◆ **Work to do**:
Lay out the records below as a numbered list, with no blank lines. Leave the pictures out of your answer.

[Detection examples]

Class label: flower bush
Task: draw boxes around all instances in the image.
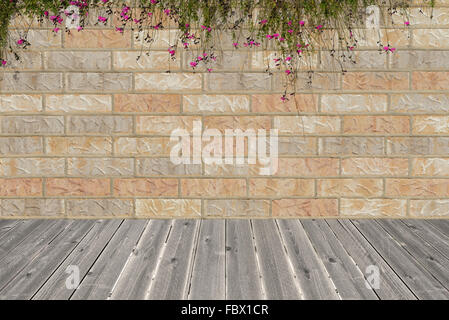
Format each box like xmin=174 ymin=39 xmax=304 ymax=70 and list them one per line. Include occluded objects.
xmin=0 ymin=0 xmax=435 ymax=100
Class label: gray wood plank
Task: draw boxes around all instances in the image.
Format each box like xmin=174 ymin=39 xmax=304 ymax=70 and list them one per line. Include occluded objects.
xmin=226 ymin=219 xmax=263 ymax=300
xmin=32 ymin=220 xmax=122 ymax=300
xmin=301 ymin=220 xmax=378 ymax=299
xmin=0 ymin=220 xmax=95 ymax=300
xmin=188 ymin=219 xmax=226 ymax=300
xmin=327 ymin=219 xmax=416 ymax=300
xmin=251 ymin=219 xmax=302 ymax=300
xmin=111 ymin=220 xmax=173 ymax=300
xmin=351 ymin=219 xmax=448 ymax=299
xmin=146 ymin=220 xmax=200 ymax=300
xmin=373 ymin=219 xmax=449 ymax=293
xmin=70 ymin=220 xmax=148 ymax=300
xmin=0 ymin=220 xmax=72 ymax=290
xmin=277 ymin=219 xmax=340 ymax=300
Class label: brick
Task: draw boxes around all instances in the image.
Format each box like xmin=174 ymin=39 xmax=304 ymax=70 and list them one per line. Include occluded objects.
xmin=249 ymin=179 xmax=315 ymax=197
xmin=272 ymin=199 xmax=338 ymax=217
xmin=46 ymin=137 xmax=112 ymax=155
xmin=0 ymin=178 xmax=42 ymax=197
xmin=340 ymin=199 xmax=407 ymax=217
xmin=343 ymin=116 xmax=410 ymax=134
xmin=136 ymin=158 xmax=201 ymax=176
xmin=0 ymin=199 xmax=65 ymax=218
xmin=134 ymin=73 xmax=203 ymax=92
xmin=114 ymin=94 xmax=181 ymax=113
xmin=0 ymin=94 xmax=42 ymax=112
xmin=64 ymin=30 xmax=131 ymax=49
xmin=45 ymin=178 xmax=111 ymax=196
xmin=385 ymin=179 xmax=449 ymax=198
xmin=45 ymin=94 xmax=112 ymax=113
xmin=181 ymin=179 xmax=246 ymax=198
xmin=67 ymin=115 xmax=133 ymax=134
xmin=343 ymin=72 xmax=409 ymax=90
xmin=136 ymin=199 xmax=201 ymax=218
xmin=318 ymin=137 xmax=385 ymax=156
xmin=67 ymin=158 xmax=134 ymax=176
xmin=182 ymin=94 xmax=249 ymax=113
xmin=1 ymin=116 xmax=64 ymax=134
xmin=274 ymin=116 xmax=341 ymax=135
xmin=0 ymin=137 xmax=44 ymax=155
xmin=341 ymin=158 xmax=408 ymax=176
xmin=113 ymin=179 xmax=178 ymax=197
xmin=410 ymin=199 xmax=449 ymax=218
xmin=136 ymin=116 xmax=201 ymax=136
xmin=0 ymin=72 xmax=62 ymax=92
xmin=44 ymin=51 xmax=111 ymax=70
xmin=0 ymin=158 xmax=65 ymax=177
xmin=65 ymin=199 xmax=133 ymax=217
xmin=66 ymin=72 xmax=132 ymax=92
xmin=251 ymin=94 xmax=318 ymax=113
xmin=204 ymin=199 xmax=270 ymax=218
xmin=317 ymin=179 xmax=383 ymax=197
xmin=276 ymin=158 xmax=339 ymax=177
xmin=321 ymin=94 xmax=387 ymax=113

◆ **Final result**:
1. Class label: flower bush
2. Task: draw boxes around all instances in the image.
3. Format each box like xmin=174 ymin=39 xmax=304 ymax=70 and list them one per line. Include occluded objects.
4. xmin=0 ymin=0 xmax=435 ymax=100
5. Class label: gray wood plank
6. Task: draw boxes around all instances in the image.
7. Format each box like xmin=174 ymin=39 xmax=304 ymax=70 and list them one per line. Include occluded objects.
8. xmin=226 ymin=219 xmax=263 ymax=300
9. xmin=32 ymin=220 xmax=122 ymax=300
10. xmin=301 ymin=220 xmax=378 ymax=299
11. xmin=0 ymin=220 xmax=95 ymax=300
12. xmin=188 ymin=219 xmax=226 ymax=300
13. xmin=327 ymin=219 xmax=416 ymax=300
14. xmin=251 ymin=219 xmax=302 ymax=300
15. xmin=111 ymin=220 xmax=173 ymax=300
16. xmin=351 ymin=219 xmax=448 ymax=299
17. xmin=146 ymin=220 xmax=200 ymax=300
18. xmin=373 ymin=219 xmax=449 ymax=293
19. xmin=70 ymin=220 xmax=148 ymax=300
20. xmin=0 ymin=220 xmax=72 ymax=290
21. xmin=277 ymin=219 xmax=340 ymax=300
22. Class label: brick
23. Task: draw boxes around all instances in the image.
24. Format each box like xmin=174 ymin=39 xmax=304 ymax=70 and list them one per line. Include occluded objects.
25. xmin=249 ymin=179 xmax=315 ymax=197
26. xmin=272 ymin=199 xmax=338 ymax=217
27. xmin=46 ymin=137 xmax=112 ymax=155
28. xmin=0 ymin=178 xmax=42 ymax=197
29. xmin=340 ymin=199 xmax=407 ymax=217
30. xmin=343 ymin=116 xmax=410 ymax=134
31. xmin=136 ymin=158 xmax=201 ymax=176
32. xmin=0 ymin=199 xmax=65 ymax=218
33. xmin=134 ymin=73 xmax=203 ymax=92
34. xmin=114 ymin=94 xmax=181 ymax=113
35. xmin=0 ymin=94 xmax=42 ymax=112
36. xmin=64 ymin=30 xmax=131 ymax=49
37. xmin=45 ymin=178 xmax=111 ymax=196
38. xmin=385 ymin=179 xmax=449 ymax=198
39. xmin=45 ymin=94 xmax=112 ymax=113
40. xmin=181 ymin=179 xmax=246 ymax=198
41. xmin=67 ymin=115 xmax=133 ymax=134
42. xmin=343 ymin=72 xmax=409 ymax=90
43. xmin=136 ymin=199 xmax=201 ymax=218
44. xmin=318 ymin=137 xmax=385 ymax=156
45. xmin=67 ymin=158 xmax=134 ymax=176
46. xmin=182 ymin=94 xmax=249 ymax=113
47. xmin=1 ymin=116 xmax=64 ymax=134
48. xmin=274 ymin=116 xmax=341 ymax=135
49. xmin=0 ymin=137 xmax=44 ymax=155
50. xmin=341 ymin=158 xmax=408 ymax=176
51. xmin=113 ymin=179 xmax=178 ymax=197
52. xmin=410 ymin=199 xmax=449 ymax=218
53. xmin=136 ymin=116 xmax=201 ymax=136
54. xmin=0 ymin=72 xmax=62 ymax=92
55. xmin=44 ymin=51 xmax=111 ymax=70
56. xmin=0 ymin=158 xmax=65 ymax=177
57. xmin=65 ymin=199 xmax=133 ymax=217
58. xmin=66 ymin=72 xmax=132 ymax=92
59. xmin=251 ymin=94 xmax=318 ymax=113
60. xmin=204 ymin=199 xmax=270 ymax=218
61. xmin=317 ymin=179 xmax=383 ymax=197
62. xmin=276 ymin=158 xmax=339 ymax=177
63. xmin=321 ymin=94 xmax=387 ymax=113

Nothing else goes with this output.